* Object location annotation data
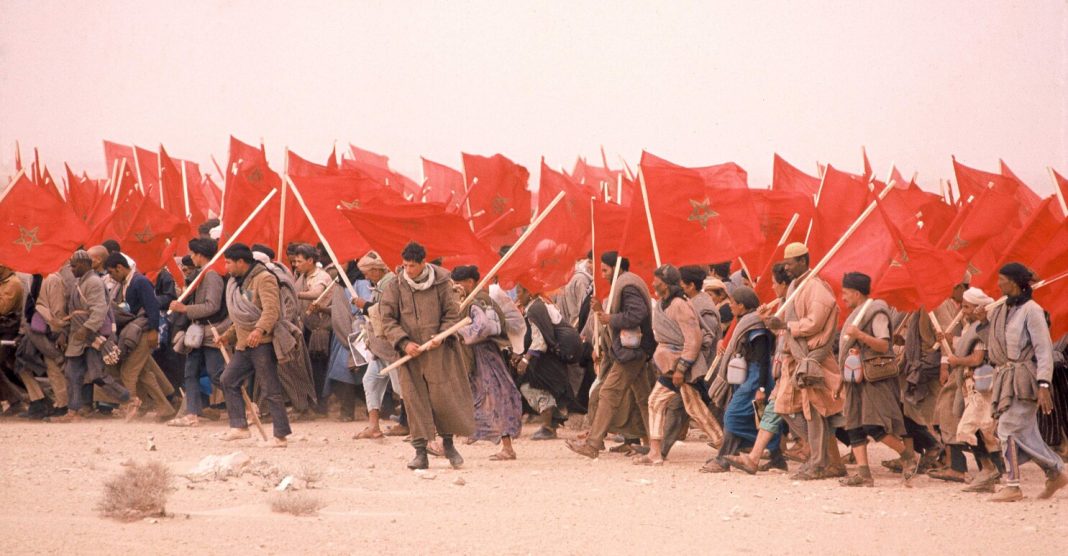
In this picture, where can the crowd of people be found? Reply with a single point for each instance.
(764, 382)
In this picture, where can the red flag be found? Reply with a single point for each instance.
(153, 236)
(1024, 194)
(443, 184)
(501, 185)
(38, 233)
(983, 229)
(786, 177)
(248, 181)
(1062, 184)
(443, 234)
(377, 168)
(299, 167)
(726, 175)
(82, 194)
(170, 186)
(147, 173)
(545, 261)
(842, 200)
(696, 218)
(920, 274)
(326, 194)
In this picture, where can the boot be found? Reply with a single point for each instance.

* WHAT IS EXPECTED
Leave the pictures out, and print every line of the listing exactly as written.

* EXERCISE SOLUTION
In this picture, where can the crowd of people be found? Reply with a single point for each instance.
(764, 382)
In this picture, where can the red flag be found? Reply with a single point for each instance.
(153, 236)
(1024, 194)
(443, 184)
(501, 185)
(38, 233)
(983, 229)
(786, 177)
(248, 181)
(1062, 184)
(443, 234)
(377, 168)
(299, 167)
(726, 175)
(82, 194)
(170, 186)
(147, 173)
(545, 261)
(842, 200)
(696, 218)
(920, 274)
(326, 194)
In this picture, where can the boot be found? Reply with a single point for each instance.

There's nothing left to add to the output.